» Aim of the task
In your copy, reproduce each entry exactly and leave out the pictures.

» Dataset excerpts
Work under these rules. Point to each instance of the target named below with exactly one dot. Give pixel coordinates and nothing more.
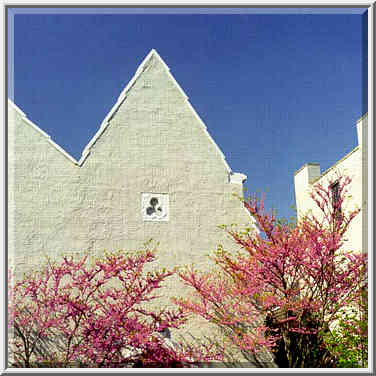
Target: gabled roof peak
(149, 56)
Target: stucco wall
(353, 165)
(151, 142)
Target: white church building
(152, 170)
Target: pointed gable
(151, 105)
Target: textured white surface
(151, 142)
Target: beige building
(354, 165)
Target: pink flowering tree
(76, 313)
(285, 289)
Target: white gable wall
(153, 142)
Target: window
(334, 189)
(154, 206)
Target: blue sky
(275, 90)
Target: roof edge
(44, 134)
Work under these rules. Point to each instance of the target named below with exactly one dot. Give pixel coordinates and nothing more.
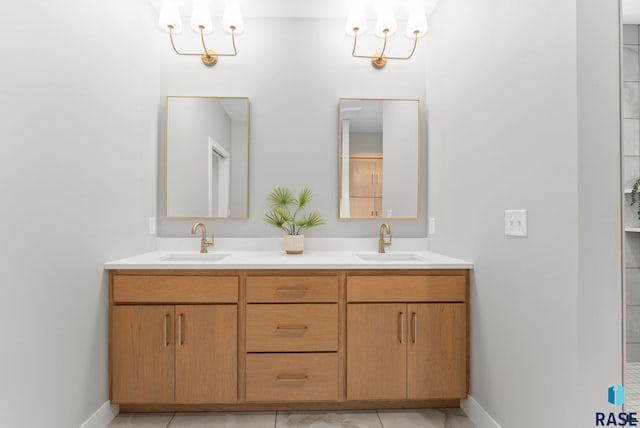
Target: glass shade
(356, 18)
(170, 15)
(232, 16)
(417, 22)
(200, 15)
(386, 20)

» Written solution
Work under these rules. Point to each instance of the target named below with exactly one dot. Give pixel coordinates and nothing more.
Target: gabled roof peak
(149, 56)
Target: stucco wall
(353, 165)
(151, 142)
Target: white church building
(152, 170)
Target: pointed gable
(151, 105)
Target: textured white surface
(151, 142)
Target: beige building
(354, 165)
Target: pink flowering tree
(76, 313)
(285, 289)
Target: white gable wall
(153, 142)
Target: window
(334, 189)
(154, 206)
Target: blue sky
(275, 90)
Target: roof edge
(44, 134)
Work under these rules. Point to each instance of the target named below with exactly one dot. Give pixel coordinates and nothing more.
Target: glass shade
(356, 18)
(170, 15)
(232, 16)
(417, 22)
(200, 15)
(386, 20)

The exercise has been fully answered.